[Objective] Gather every line of the material below that contains the string "face", and copy each one. Case counts.

[Provided material]
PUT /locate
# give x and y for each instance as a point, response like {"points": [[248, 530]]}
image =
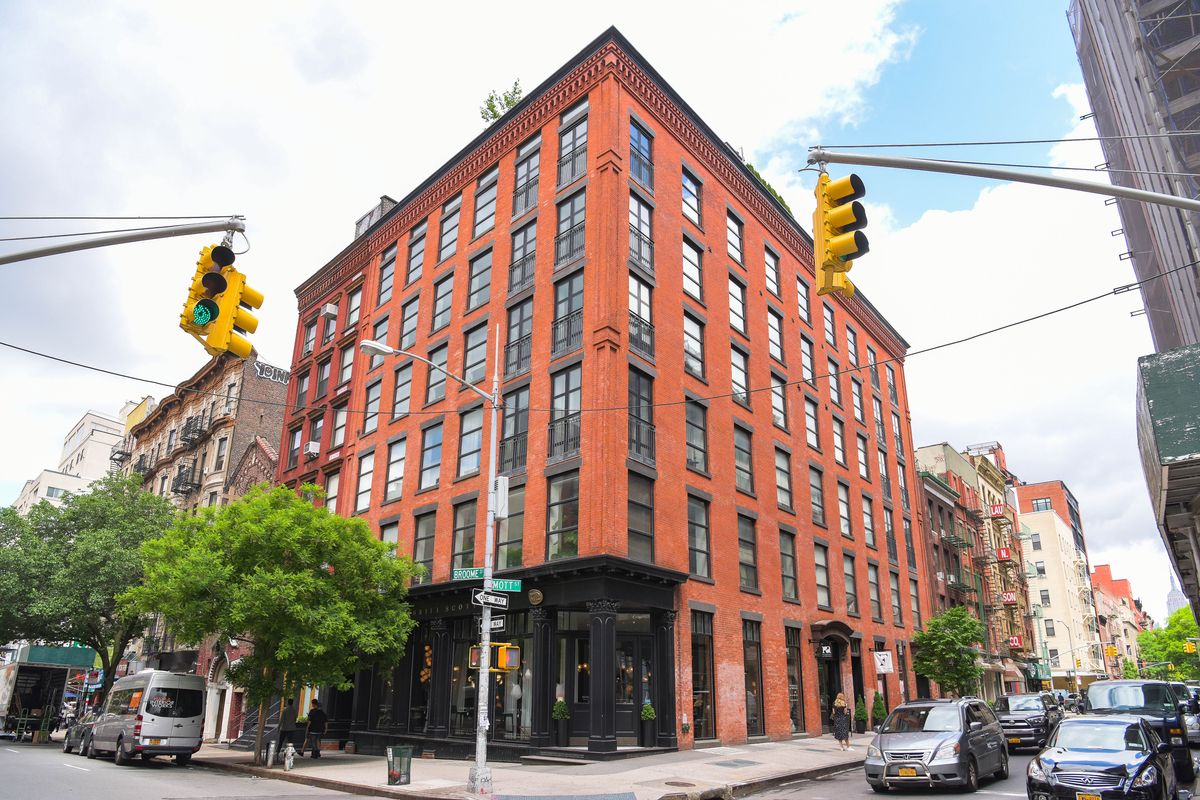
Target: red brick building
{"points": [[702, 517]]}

---

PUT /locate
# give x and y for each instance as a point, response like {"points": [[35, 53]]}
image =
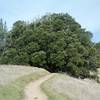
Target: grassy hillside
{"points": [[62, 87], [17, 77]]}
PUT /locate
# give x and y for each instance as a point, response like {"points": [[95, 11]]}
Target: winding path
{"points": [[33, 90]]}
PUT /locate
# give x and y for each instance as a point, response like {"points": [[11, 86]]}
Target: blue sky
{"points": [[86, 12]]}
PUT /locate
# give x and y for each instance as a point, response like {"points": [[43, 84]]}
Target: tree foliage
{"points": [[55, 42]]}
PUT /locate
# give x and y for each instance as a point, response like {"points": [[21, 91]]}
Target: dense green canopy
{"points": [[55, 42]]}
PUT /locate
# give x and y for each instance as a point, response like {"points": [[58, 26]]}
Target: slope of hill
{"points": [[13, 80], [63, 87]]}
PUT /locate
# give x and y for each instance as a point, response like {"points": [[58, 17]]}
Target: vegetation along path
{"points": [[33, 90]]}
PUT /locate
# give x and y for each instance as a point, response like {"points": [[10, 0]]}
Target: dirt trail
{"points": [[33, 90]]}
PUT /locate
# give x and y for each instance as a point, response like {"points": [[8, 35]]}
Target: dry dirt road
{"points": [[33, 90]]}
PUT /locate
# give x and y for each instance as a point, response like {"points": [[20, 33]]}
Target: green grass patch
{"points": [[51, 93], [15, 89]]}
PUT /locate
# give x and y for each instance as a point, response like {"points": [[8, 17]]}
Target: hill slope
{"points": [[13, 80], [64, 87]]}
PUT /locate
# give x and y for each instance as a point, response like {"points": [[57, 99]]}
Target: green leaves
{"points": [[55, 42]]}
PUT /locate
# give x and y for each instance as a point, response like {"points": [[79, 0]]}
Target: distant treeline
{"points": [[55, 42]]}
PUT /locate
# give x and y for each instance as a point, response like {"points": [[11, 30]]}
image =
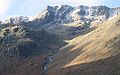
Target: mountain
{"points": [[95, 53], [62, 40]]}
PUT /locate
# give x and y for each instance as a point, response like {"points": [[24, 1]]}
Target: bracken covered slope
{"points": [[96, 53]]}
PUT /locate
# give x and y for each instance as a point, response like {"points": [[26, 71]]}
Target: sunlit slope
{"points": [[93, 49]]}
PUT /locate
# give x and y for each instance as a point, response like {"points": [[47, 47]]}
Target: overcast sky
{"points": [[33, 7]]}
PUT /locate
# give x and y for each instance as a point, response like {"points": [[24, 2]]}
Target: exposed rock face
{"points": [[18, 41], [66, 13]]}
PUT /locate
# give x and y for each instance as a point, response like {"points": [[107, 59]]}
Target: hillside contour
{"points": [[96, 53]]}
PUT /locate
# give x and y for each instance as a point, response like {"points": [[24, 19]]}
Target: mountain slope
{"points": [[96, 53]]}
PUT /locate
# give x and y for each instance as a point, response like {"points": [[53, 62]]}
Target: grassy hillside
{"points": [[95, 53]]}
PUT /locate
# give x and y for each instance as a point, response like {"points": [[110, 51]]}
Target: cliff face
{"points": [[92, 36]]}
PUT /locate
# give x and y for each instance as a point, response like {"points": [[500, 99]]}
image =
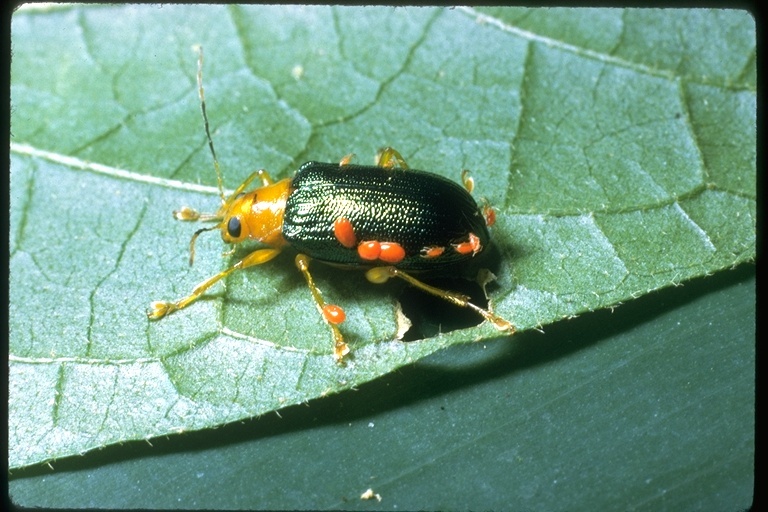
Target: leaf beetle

[Solution for this task]
Target: exposed rock face
Target: cliff face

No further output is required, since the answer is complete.